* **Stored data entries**

____

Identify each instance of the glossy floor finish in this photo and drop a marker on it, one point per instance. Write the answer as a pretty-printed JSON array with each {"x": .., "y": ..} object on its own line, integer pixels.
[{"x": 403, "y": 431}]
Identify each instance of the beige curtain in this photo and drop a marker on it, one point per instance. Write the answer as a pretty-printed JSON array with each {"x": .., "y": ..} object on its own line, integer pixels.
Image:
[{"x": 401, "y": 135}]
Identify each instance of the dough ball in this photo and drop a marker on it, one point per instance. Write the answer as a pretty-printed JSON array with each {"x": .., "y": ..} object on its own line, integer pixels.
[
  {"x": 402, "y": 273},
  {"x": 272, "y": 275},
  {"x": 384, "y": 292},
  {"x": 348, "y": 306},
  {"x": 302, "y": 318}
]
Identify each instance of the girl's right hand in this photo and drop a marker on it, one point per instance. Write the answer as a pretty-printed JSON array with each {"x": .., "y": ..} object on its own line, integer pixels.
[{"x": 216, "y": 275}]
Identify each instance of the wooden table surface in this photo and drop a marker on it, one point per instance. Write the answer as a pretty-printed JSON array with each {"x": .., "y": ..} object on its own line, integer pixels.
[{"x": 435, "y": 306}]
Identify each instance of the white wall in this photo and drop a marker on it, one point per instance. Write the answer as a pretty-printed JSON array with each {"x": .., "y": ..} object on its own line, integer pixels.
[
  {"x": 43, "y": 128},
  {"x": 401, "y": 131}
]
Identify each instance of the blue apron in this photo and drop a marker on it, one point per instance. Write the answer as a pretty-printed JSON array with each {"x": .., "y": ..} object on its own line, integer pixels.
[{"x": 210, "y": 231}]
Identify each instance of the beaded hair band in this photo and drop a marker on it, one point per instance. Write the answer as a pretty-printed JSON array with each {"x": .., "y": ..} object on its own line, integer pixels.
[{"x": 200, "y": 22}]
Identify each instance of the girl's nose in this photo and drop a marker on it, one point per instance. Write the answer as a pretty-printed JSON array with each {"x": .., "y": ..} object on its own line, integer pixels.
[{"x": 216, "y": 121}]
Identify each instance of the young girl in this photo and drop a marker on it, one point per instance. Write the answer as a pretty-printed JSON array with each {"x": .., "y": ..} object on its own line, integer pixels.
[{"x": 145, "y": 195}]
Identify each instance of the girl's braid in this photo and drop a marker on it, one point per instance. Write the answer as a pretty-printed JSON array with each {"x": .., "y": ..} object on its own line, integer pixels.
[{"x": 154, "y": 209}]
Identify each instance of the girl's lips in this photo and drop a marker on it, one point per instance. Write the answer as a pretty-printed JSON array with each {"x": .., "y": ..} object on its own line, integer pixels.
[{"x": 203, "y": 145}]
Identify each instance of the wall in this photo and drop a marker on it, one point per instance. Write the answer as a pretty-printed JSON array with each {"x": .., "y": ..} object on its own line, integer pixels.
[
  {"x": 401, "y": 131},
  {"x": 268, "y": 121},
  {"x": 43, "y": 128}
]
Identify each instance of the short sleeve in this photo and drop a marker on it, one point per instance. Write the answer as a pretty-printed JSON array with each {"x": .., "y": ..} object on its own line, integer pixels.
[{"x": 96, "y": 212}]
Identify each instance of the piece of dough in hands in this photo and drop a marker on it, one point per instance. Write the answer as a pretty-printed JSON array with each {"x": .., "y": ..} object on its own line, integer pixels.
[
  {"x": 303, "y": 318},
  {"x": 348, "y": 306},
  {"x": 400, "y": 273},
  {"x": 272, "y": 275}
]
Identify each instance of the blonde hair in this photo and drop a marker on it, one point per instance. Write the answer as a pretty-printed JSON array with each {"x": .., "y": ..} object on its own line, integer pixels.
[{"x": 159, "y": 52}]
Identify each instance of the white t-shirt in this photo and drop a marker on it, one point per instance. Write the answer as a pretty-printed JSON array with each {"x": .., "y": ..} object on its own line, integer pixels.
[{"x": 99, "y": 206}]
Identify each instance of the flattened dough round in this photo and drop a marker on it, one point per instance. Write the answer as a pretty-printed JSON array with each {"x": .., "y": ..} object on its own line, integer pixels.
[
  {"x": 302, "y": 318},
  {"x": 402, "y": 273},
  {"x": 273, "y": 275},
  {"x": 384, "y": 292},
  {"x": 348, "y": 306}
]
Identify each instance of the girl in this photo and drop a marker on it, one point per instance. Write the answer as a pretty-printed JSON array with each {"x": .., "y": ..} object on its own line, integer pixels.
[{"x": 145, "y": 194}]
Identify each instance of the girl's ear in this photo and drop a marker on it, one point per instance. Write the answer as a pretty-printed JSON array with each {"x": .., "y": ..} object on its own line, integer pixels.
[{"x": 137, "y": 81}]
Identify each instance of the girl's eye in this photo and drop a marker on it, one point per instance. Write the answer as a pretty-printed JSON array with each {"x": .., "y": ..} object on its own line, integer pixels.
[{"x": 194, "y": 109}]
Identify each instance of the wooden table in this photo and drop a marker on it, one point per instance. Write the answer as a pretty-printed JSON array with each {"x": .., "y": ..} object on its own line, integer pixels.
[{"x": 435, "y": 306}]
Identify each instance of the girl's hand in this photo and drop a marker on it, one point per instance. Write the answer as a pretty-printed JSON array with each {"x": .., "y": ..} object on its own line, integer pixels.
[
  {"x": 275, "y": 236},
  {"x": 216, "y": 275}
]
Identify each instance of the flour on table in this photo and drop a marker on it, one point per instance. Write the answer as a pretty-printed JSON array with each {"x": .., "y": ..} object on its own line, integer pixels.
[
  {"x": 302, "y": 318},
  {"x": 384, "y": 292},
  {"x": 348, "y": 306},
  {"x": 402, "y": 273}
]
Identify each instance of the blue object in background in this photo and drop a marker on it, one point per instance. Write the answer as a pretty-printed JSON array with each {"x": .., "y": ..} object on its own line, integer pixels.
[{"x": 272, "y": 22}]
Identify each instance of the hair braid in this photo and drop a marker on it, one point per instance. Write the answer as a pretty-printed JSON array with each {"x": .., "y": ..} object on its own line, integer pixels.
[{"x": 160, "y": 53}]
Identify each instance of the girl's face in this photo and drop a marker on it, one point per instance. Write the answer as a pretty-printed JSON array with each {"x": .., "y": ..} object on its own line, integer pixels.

____

* **ASSIGNMENT**
The answer must be the complete set of entries, retyped exactly.

* **OUTPUT FOR THIS TASK**
Identify each instance of the glossy floor finish in this photo and drop a marker on it, one point per instance. Write the answer as a pretty-printed JSON array with each {"x": .., "y": ..} object on its own line, integer pixels.
[{"x": 403, "y": 431}]
Identify each instance of the beige curtain in this photo and drop a marker on it, one point per instance. Write the answer as a pretty-printed JSON array with each {"x": .., "y": ..} object on its own line, integer pixels.
Image:
[{"x": 401, "y": 135}]
Identify each instance of the dough ball in this photo and drop a marker on it, one point per instance. Write the answer as a pretty-printed JSON array with each {"x": .., "y": ..} object on its own line, integer pixels.
[
  {"x": 402, "y": 273},
  {"x": 272, "y": 275},
  {"x": 384, "y": 292},
  {"x": 348, "y": 306},
  {"x": 302, "y": 318}
]
Identify each instance of the girl's right hand in this photo and drop a marker on it, one point per instance. Write the answer as a pretty-printed JSON array with each {"x": .., "y": ..} object on its own line, integer pixels.
[{"x": 216, "y": 275}]
Identify each instance of the wooden table surface in this photo and drop a marker on it, one point per instance. Write the answer as a pretty-printed JSON array with each {"x": .., "y": ..} object on its own line, integer pixels.
[{"x": 435, "y": 306}]
Identify each instance of the white wall in this photo and drop a marker on it, one point per instance. Write the answer as a pretty-printed JSON array with each {"x": .., "y": ..} object on its own line, integer pixels.
[
  {"x": 43, "y": 128},
  {"x": 401, "y": 131}
]
Identify each instance of the blue apron in this photo and drop a marker on it, one point per instance. Write the answer as a pretty-printed JSON array with each {"x": .., "y": ..} object on its own line, integer pixels.
[{"x": 210, "y": 231}]
Identify each instance of the beaded hair band in this photo and drop a marker on it, one point per instance. Write the answer as a pretty-printed JSON array with each {"x": .., "y": ..} object on its own line, integer pixels.
[{"x": 200, "y": 22}]
Identify each instance of the girl's nose in this photo and drop a marker on it, one point per instance. Write the answer as a pretty-printed JSON array with each {"x": .., "y": ..} object on its own line, integer pixels.
[{"x": 216, "y": 121}]
Identify each instance of the young girl in this photo and drop a marker on it, one point per instance. Write the answer as a pretty-printed JSON array with each {"x": .., "y": ..} object on its own line, integer pixels.
[{"x": 145, "y": 195}]
Identify each instance of the girl's braid in this photo and drop a marker on it, one point per instance. Write the answer as a pretty-printed JSON array with each {"x": .., "y": ..} object on its own line, integer pixels.
[{"x": 154, "y": 209}]
Identify each instance of the girl's lips in this photo and drop a marker on it, one point per instance. Write the answer as a pretty-printed JSON array with each {"x": .., "y": ..} object on its own line, integer pixels.
[{"x": 203, "y": 145}]
Identify each instance of the wall in this photo and drop a marker on it, one point per instance. Write the answer as a pretty-printed JSON array with each {"x": .., "y": ..} object on its own line, integer pixels.
[
  {"x": 401, "y": 131},
  {"x": 268, "y": 121},
  {"x": 43, "y": 128}
]
Identify each instance of the short sleeve in this photo and drop a marker on it, one point per instance. Write the answer as a pretty-printed JSON array with each {"x": .., "y": ..} object on its own line, integer pixels.
[{"x": 96, "y": 212}]
Identify each instance of the piece of dough in hands in this photo and drop a marker on it, one point per instance. Write the answer as a pretty-printed JSON array with each {"x": .., "y": ..} object on its own line, integer pixels.
[
  {"x": 303, "y": 318},
  {"x": 348, "y": 306},
  {"x": 400, "y": 273},
  {"x": 272, "y": 275}
]
Identify each instance of the blonde hair in this photo and drop a marker on it, one point per instance. Write the answer as a pretty-printed JSON array with each {"x": .., "y": ..} object on its own line, integer pixels.
[{"x": 159, "y": 52}]
Identify each instance of the white t-shirt in this photo and drop a marker on it, one point per instance. Write the answer as a pretty-printed JSON array with each {"x": .., "y": ..} object on its own line, integer pixels.
[{"x": 99, "y": 206}]
Identify each instance of the flattened dough round in this photo and drop a marker on it, one point per instance. Write the answer as a pretty-printed JSON array with each {"x": .., "y": ..} object on its own line, integer pixels.
[
  {"x": 302, "y": 318},
  {"x": 402, "y": 273},
  {"x": 273, "y": 275},
  {"x": 384, "y": 292},
  {"x": 348, "y": 306}
]
Identify each instance of the girl in this photo and drop a marker on it, one point per instance. Write the answer as a pretty-printed JSON array with each {"x": .., "y": ..} object on its own line, integer pixels.
[{"x": 145, "y": 194}]
Identify each instance of the girl's ear in this photo and drop a marker on it, one point per instance. Write the answer as a pretty-printed JSON array with each {"x": .., "y": ..} object on its own line, integer pixels.
[{"x": 137, "y": 81}]
Identify each instance of the girl's eye in this photo and drop a marker on it, one point per instance. Write the answer as a pretty-printed JSON array with each {"x": .., "y": ..} object on its own line, integer pixels.
[{"x": 194, "y": 109}]
Identify each instance of the wooden table in this photo and drop a marker on it, one point per instance. Write the answer as a pretty-printed JSON array with each {"x": .., "y": ..} object on its own line, integer pixels.
[{"x": 435, "y": 306}]
Identify each instance of the girl's hand in this photo and drop a marker on it, one point per instance. Write the answer as a pretty-printed JSON array with each {"x": .., "y": ..} object on its own line, integer pixels.
[
  {"x": 275, "y": 236},
  {"x": 216, "y": 275}
]
Identify each instance of the flour on table in this photo and drop a marker on it, one point per instance. Write the answer as a pretty-printed JSON array with each {"x": .., "y": ..} object on its own line, integer pixels.
[
  {"x": 302, "y": 318},
  {"x": 384, "y": 292},
  {"x": 348, "y": 306},
  {"x": 402, "y": 273}
]
Identify each instance of the blue object in background in this photo and drop a marker on it, one point per instance. Write the answer as a pretty-printed JSON array with each {"x": .., "y": ..} object on its own line, integer pixels.
[{"x": 272, "y": 22}]
Identify each instance of the hair braid in this photo and drop a marker on it, one point per instance. Write the answer as a pretty-printed JSON array with each {"x": .., "y": ..} object on its own line, integer pixels.
[{"x": 160, "y": 53}]
Identify each instance of the girl's face in this photo and drop a marker on it, one point per instance. Write the answer as a pretty-printed JSON array with each {"x": .., "y": ..} object on its own line, integer pixels.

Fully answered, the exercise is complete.